§ **Page extract**
== Segment start ==

How to Set Up GitHub Copilot in VS Code
Install the GitHub Copilot extension, sign in, and turn on inline code suggestions in a few minutes.
GitHub Copilot suggests whole lines and blocks of code as you type, drawing on the context of your open files. This guide covers the full setup: installing the extension, signing in with GitHub, and confirming that inline suggestions appear. You will need an active Copilot subscription or access through your organization or the free tier.
What you need
- VS Code installed
- A GitHub account
- A Copilot plan: the free tier, Copilot Pro, or org access
- About 5 minutes
Step 1: Install the Copilot extension
Open the Extensions view, search for GitHub Copilot, and install the extension published by GitHub. The companion extension GitHub Copilot Chat installs alongside it and gives you the chat sidebar and inline chat.
Step 2: Sign in with GitHub
After installing, a notification asks you to sign in. Click Sign in to GitHub, approve the request in the browser window that opens, and return to VS Code. The account icon at the bottom left will now show your GitHub identity.
Step 3: Trigger an inline suggestion
Open any code file and start typing a function or a comment describing what you want. Copilot shows a grey ghost-text suggestion. Press Tab to accept it, Esc to dismiss it, or Alt+] and Alt+[ to cycle through alternatives.
Step 4: Confirm Copilot is active
Look at the Copilot icon in the status bar at the bottom of the window. When it is enabled and working, it appears solid. If it shows a slash or a warning, click it to see whether you are signed out, offline, or have disabled completions for the current file type.
{
"github.copilot.enable": {
"*": true,
"markdown": false,
"plaintext": false
}
}Result
Copilot is installed, signed in, and producing inline suggestions. From here you can open the chat sidebar with the chat icon, ask questions about your code, and accept or reject completions as you type.

== Segment end ==

§ **Supplied data**

== Segment start ==

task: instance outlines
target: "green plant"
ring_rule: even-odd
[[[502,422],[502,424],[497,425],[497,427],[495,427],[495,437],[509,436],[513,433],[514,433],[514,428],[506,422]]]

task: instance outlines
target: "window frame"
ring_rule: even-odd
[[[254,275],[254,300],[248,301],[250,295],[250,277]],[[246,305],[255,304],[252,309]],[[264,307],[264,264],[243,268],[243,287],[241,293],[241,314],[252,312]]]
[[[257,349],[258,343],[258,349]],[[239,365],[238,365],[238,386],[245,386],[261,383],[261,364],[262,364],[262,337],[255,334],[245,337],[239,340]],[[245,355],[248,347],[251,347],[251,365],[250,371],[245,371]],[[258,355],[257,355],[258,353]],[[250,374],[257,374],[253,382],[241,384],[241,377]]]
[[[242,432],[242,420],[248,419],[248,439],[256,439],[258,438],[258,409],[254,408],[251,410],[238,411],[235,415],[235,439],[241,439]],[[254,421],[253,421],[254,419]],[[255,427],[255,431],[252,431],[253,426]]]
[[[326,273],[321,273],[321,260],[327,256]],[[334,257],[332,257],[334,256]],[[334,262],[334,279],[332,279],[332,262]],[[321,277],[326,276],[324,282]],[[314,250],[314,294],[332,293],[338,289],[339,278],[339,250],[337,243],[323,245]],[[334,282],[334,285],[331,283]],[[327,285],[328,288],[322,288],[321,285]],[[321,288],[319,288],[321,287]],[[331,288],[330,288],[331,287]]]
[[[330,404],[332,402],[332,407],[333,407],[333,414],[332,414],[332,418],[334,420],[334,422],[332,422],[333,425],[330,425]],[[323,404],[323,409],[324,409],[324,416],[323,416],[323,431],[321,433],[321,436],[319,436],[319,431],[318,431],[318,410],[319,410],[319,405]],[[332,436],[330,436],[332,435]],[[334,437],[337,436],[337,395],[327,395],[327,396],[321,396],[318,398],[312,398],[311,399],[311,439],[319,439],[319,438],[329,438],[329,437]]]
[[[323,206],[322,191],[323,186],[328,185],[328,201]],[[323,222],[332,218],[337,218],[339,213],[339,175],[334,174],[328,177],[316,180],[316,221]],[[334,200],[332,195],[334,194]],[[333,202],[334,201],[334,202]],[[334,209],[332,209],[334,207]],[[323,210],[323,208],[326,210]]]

== Segment end ==

§ **Work task**
Answer these questions from the Copilot setup guide.
(a) How much time does the guide say the setup takes?
(b) Who publishes the extension you are told to install?
(c) Which key dismisses a ghost-text suggestion?
The rows have no role in this part.

§ **Exercise response**
(a) About 5 minutes.
(b) GitHub.
(c) Esc.